Items from a data source:
====

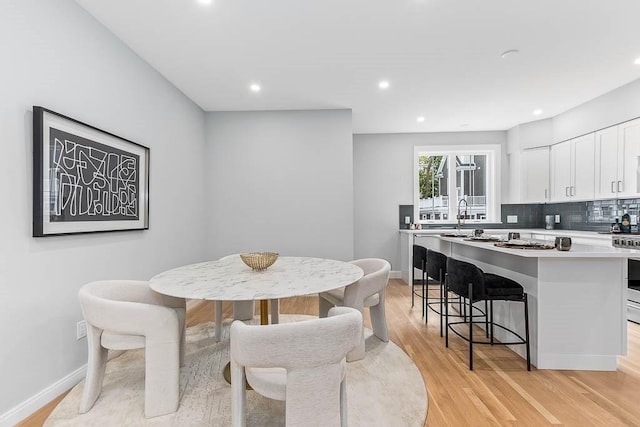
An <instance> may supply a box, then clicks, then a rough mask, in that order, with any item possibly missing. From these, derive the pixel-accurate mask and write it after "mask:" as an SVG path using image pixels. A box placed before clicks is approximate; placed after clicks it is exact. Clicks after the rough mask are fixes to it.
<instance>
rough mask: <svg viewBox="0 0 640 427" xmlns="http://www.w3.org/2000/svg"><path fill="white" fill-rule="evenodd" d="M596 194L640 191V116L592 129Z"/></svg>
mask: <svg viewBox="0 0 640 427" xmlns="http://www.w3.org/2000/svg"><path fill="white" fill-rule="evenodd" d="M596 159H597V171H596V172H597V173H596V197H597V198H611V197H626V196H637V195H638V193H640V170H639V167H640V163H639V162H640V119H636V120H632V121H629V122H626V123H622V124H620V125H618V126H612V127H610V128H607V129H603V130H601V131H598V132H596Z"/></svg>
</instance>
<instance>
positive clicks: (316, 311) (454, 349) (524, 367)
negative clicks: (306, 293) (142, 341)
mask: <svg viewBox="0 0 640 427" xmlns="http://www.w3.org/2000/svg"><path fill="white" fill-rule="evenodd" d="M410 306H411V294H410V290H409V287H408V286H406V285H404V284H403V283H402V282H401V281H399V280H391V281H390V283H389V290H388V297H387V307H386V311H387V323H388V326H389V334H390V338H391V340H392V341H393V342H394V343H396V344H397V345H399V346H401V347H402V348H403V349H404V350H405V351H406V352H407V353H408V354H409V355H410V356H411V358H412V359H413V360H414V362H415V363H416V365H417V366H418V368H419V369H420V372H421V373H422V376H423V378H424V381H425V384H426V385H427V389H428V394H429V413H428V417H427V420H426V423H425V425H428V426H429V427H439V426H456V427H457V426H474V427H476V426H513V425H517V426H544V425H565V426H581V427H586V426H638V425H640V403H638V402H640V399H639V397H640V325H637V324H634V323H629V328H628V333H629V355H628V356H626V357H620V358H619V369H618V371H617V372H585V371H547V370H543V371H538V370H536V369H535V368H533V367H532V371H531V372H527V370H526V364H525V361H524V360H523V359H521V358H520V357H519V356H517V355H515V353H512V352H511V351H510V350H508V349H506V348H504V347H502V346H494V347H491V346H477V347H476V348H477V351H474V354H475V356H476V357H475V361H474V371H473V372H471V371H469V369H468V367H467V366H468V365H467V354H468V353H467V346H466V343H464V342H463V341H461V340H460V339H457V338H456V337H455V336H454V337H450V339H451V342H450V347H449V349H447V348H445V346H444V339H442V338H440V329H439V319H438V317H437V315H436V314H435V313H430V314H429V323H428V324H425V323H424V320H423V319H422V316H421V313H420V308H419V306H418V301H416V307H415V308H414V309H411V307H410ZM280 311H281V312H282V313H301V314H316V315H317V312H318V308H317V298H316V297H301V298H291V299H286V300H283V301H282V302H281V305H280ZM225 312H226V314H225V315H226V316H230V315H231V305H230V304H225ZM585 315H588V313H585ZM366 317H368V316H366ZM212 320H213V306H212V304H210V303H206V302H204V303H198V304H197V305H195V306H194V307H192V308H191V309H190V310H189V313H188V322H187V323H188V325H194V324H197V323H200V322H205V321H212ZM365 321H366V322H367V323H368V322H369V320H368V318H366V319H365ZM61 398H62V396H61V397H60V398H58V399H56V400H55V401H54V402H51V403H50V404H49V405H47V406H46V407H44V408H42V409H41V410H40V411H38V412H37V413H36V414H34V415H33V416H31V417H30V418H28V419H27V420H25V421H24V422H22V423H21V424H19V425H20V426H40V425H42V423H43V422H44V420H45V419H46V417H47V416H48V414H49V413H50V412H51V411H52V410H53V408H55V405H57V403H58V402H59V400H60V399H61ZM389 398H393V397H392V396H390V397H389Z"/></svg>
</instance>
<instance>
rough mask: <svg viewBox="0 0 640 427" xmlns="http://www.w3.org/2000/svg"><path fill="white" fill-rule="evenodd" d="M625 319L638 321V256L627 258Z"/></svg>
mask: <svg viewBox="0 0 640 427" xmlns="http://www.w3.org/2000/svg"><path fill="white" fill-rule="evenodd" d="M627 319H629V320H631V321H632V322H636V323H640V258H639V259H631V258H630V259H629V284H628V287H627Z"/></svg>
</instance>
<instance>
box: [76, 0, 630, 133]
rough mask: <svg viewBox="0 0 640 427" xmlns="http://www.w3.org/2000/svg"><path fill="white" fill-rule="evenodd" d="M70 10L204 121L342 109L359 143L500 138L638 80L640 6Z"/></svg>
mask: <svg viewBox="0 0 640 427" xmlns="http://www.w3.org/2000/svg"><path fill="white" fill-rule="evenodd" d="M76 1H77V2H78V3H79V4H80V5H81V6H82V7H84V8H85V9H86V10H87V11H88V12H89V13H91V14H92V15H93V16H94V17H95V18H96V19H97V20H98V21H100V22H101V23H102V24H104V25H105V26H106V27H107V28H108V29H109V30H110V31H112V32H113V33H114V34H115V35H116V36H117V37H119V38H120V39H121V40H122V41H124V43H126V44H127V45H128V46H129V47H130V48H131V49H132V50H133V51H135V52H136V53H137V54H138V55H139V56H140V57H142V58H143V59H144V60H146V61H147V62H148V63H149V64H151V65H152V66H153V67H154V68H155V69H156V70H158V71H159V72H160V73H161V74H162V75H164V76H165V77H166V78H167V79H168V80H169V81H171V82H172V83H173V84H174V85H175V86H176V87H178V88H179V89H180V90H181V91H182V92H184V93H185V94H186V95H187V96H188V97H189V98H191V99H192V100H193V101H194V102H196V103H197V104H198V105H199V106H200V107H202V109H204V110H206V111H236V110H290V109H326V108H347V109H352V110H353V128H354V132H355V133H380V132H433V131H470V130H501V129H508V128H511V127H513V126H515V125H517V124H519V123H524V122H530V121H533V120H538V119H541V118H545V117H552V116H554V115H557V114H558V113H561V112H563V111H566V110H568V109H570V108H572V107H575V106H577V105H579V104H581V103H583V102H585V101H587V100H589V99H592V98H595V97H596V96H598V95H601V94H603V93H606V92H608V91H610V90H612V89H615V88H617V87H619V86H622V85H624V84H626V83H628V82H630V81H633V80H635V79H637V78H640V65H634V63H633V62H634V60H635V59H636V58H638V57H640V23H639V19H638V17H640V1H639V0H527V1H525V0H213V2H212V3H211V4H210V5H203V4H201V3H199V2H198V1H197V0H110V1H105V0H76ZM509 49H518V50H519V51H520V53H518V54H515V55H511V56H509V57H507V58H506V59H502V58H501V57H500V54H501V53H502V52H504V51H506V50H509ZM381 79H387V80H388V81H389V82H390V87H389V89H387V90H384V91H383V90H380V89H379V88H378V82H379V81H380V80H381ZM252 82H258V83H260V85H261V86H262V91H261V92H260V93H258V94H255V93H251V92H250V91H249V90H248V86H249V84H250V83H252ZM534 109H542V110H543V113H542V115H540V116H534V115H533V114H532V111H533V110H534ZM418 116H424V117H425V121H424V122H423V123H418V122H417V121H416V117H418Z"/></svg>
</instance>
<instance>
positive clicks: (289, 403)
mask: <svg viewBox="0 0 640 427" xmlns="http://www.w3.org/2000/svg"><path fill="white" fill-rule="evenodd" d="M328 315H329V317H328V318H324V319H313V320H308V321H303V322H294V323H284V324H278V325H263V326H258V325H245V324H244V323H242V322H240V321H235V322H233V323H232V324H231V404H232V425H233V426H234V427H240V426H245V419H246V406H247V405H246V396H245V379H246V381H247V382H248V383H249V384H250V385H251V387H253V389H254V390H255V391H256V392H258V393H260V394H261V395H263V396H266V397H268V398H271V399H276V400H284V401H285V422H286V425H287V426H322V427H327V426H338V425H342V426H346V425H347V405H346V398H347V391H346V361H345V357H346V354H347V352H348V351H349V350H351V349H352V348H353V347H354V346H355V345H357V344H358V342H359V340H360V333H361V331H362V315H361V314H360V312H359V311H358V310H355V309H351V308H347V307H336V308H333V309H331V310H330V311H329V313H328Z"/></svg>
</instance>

====

Pick out each line of the records that contains the string "clicks", and copy those lines in their original order.

OUTPUT OF THE TASK:
An <instance> may supply a box, then clicks, then a rough mask, in that order, with any item possibly missing. From these, derive the pixel-accurate mask and write it after "mask:" as an SVG path using image pixels. A box placed before clicks is approximate; placed after clicks it is exact. Clicks after the rough mask are fixes to it.
positive clicks: (316, 311) (454, 349) (524, 367)
negative clicks: (306, 293) (142, 341)
positive clicks: (289, 403)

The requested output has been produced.